→ Exercise details
All the records below must be returned exactly as they stand.

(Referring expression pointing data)
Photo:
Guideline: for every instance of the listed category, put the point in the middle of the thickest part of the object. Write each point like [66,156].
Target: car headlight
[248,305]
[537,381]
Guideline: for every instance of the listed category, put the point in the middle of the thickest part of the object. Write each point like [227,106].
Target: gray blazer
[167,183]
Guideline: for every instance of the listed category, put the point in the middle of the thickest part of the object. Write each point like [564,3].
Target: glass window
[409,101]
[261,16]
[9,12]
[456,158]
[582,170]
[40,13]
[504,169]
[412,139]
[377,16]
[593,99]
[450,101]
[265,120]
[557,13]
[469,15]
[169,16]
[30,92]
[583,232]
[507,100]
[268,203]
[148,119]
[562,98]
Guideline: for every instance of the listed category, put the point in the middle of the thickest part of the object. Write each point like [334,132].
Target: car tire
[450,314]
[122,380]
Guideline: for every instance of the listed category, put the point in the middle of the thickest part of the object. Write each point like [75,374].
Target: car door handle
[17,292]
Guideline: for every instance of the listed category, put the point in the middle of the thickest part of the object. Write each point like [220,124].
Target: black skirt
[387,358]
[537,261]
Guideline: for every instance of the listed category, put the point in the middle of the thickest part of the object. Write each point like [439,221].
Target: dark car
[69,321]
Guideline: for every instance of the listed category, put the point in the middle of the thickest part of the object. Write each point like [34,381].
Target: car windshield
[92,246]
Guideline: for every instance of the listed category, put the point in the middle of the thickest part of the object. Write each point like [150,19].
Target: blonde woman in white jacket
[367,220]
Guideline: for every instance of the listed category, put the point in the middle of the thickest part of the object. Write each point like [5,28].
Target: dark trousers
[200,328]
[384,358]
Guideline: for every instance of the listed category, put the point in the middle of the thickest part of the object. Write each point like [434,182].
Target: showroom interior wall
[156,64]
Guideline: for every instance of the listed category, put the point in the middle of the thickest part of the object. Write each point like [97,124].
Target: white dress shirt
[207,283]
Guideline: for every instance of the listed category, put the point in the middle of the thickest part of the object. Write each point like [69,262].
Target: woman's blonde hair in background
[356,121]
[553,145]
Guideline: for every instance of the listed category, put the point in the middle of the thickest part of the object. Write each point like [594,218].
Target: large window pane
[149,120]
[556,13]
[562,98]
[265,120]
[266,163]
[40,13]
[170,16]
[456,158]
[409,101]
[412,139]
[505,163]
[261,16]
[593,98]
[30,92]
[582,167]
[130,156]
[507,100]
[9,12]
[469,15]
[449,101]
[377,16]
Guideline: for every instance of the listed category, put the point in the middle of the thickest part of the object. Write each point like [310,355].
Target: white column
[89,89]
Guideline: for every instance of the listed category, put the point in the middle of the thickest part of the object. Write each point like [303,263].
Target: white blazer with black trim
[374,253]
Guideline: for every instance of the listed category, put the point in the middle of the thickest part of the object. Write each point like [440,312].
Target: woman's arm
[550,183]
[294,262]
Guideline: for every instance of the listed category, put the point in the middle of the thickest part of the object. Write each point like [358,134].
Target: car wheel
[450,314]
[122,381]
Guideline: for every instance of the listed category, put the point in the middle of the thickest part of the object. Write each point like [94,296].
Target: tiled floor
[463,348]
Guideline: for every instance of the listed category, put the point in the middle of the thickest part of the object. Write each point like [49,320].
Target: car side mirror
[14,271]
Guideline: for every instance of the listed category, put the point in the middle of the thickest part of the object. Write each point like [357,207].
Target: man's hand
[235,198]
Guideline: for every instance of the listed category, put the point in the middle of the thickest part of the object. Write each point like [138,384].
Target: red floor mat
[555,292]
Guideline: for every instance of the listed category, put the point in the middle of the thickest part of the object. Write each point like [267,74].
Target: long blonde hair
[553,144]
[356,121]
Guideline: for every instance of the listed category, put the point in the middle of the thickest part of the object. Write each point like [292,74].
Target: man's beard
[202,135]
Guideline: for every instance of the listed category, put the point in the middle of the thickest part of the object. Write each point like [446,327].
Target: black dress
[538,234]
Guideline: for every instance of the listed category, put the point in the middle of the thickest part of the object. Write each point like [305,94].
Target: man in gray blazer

→ Exercise answer
Photo:
Guideline: for every instance of the listed category, put the point in the middle of the thickest part of the object. Write each point like [66,156].
Target: car headlight
[248,305]
[537,381]
Guideline: for every instance of the listed category, put the point in the middle of the thickest part of the object. Write each point like [227,106].
Target: gray blazer
[167,183]
Guideline: for every instance of the listed category, put the point in the middle of the thickest part of the object. Write each point like [564,3].
Target: glass window
[409,101]
[261,16]
[9,12]
[456,158]
[582,170]
[40,13]
[504,169]
[412,139]
[377,16]
[593,99]
[450,101]
[265,120]
[557,13]
[469,15]
[169,16]
[30,92]
[583,232]
[507,100]
[268,203]
[148,119]
[562,98]
Guideline: for every instance of the listed category, put the point in the middle of the thickest part of the object. Write each point like [334,132].
Target: car tire
[450,314]
[122,380]
Guideline: for every instance of the listed category, put the point in the middle of the thickest part of the object. Write each point like [75,374].
Target: car door handle
[17,292]
Guideline: for every instance of the listed category, put the point in the middle of the thickest part of the object. Write each point like [220,124].
Target: black skirt
[387,358]
[537,261]
Guideline: for every instance of the listed category, put the point in the middle of the thickest part of the object. Write each point like [439,221].
Target: dark car
[69,321]
Guideline: for every instance of the listed category, put the point in the middle of the thickest part of the object. Write each point like [34,381].
Target: car windshield
[92,246]
Guideline: for every instance of the listed category, put the point in the middle of the thickest part of the object. Write each point like [150,19].
Target: blonde woman in white jacket
[367,220]
Guideline: for every instance of the listed category, put the point in the middle of the thickest part of the object. Write each point like [5,28].
Target: dark trousers
[200,328]
[384,358]
Guideline: for every instance of the listed category, put the point in the middle of the thickest part of the object. Write each point like [434,182].
Target: showroom interior wall
[156,64]
Guideline: for every instance of the listed category, put the point in the middle of the thickest part of the object. Write each point like [97,124].
Target: white dress shirt
[207,283]
Guideline: for every instance of the listed category, put the point in the middle of the thickest part of the object. Write each point like [69,262].
Target: woman's blonde hair in background
[356,121]
[553,145]
Guideline: for every instance of the listed category, put the point in the middle of the thickest part of the object. Write each point like [594,218].
Target: large window pane
[149,120]
[556,13]
[562,98]
[265,120]
[266,163]
[40,13]
[170,16]
[456,158]
[409,101]
[412,139]
[505,163]
[261,16]
[593,98]
[30,92]
[582,167]
[130,156]
[507,100]
[9,12]
[469,15]
[449,101]
[377,16]
Guideline: for every instance of the listed category, put the point in the middle of the thickest part of the object. Write each point like [310,355].
Target: white column
[89,89]
Guideline: for every instance of the listed category, put the point in the middle of the thickest part of the object. Write each point like [303,263].
Target: white blazer with black trim
[374,253]
Guideline: for every instance of the listed category, put the point in the middle of the thickest part of the object. Write each point like [440,312].
Target: woman's arm
[550,183]
[294,262]
Guideline: for every instance of the listed category, put the point in the middle of the thickest part of the object. Write each point like [358,134].
Target: car wheel
[450,314]
[122,381]
Guideline: for every instance of the listed category, put the point in the middle of the thickest part of the object. Write each point like [94,296].
Target: tiled floor
[463,348]
Guideline: for every instance of the listed category, put the point in the middle of the thickest part of the object. Write each point like [49,320].
Target: car side mirror
[14,271]
Guideline: for every instance of the listed category, put the point in the middle of the thickest part of the object. Write each point like [357,207].
Target: man's hand
[235,198]
Guideline: for every instance of the listed category, put the point in the middle of the thickest part of the object. Write each point like [138,384].
Target: red floor mat
[555,292]
Guideline: for every instance of the listed category, put the point in the middle of the thickest part of the object. Write each point like [267,74].
Target: long blonde hair
[553,144]
[356,121]
Guideline: for every instance of the listed category, put the point in the middle of the thickest part of the object. Write each point like [292,74].
Target: man's beard
[202,135]
Guideline: for every instance of the listed category, put the point in the middle of the thickest part of the object. Write each point like [446,327].
Target: black dress
[538,234]
Guideline: for every instance of the listed category, put the point in the middle of the thickest part of the object. Write each point like [305,94].
Target: man in gray blazer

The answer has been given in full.